Research Article: Abundance and diversity of gut-symbiotic bacteria, the genus Burkholderia in overwintering Riptortus pedestris (Hemiptera: Alydidae) populations and soil in South Korea

Date Published: June 13, 2019

Publisher: Public Library of Science

Author(s): Minhyung Jung, Doo-Hyung Lee, Maohua Chen.

http://doi.org/10.1371/journal.pone.0218240

Abstract

Riptortus pedestris is a major agricultural pest on leguminous plants in South Korea and Japan. Recent studies have revealed that R. pedestris can form beneficial symbiosis with bacteria belonging to genus Burkholderia acquired from soil newly for every generation. Although their physiological interactions are relatively well-understood, infection rate and abundance of the Burkholderia in overwintering natural populations of R. pedestris remain unknown. Therefore, the objective of this study was to characterize Burkholderia infection ratio and clade composition of overwintering R. pedestris populations as well as prevalence and diversity of the genus Burkholderia in soil by conducting a two-year field survey. From the field survey, we found 29 overwintering R. pedestris adults in forested areas nearby soybean fields. Diagnostic PCR analysis revealed that overall infection rate of the symbiotic Burkholderia was 93.1% from overwintering adults. Among the Burkholderia-infected R. pedestris, 70.4% of individuals harbored unclassified Burkholderia clades whereas 22.2% and 7.4% of R. pedestris harbor stinkbug-associated beneficial and environmental (SBE) group and Burkholderia cepacia and complex (BCC), respectively. All R. pedestris were infected with a single clade of Burkholderia. In soil, 56.2% of soil samples were Burkholderia positive, and unlike R. pedestris, multiple Burkholderia clades were detected from 62.2% of those samples. Clade composition of the genus Burkholderia in the samples with the bacteria was 91.1%, 60.0%, 31.1% and 8.8% for plant-associated beneficial and environment (PBE), BCC, SBE and unclassified clade, respectively.

Source data:
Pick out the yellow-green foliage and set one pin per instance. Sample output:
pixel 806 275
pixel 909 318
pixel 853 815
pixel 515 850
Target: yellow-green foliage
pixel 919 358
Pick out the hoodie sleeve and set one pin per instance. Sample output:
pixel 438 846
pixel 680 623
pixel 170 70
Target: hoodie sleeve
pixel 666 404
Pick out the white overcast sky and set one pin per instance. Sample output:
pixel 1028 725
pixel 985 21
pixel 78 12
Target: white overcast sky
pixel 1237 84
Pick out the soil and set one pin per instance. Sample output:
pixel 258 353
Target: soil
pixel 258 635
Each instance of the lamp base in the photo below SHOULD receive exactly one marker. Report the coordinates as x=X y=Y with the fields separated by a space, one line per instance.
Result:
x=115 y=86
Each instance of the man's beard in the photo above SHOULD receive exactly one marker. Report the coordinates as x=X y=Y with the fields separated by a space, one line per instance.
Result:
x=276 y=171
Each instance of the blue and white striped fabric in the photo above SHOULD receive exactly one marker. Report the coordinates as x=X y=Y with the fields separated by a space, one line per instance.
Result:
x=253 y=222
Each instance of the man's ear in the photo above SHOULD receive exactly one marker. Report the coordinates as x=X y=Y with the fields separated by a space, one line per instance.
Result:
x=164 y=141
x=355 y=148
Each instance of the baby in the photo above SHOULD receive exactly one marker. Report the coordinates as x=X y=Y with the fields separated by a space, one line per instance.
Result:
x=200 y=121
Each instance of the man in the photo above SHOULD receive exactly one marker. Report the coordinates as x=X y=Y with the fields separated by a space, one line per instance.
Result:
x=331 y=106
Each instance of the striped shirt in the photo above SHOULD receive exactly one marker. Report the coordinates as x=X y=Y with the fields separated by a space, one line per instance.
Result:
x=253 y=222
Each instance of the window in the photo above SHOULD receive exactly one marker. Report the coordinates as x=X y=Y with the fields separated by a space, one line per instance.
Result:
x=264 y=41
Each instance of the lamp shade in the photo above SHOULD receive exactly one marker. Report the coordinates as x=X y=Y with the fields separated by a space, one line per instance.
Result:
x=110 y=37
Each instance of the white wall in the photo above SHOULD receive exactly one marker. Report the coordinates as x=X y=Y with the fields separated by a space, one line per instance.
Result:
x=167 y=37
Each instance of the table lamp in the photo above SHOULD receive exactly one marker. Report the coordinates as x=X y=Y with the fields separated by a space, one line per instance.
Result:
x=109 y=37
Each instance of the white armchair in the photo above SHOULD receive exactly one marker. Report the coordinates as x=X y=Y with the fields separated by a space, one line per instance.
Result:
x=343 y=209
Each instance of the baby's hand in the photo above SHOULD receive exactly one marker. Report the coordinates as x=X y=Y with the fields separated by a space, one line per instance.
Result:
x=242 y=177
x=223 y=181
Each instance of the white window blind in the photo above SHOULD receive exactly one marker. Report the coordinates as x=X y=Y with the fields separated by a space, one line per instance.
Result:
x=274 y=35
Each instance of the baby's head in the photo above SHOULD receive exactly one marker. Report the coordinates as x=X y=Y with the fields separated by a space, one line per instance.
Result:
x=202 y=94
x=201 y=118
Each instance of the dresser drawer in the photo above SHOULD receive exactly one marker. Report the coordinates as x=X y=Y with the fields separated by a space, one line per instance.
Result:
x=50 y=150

Check your understanding:
1. In the abstract on Burkholderia in Riptortus pedestris, how many overwintering adults did the field survey find?
2. Translate this sentence from the abstract on Burkholderia in Riptortus pedestris into Spanish: "All R. pedestris were infected with a single clade of Burkholderia."
The material after the abstract is separate from it.

Answers for the tasks:
1. 29

2. Todos los R. pedestris estaban infectados con un solo clado de Burkholderia.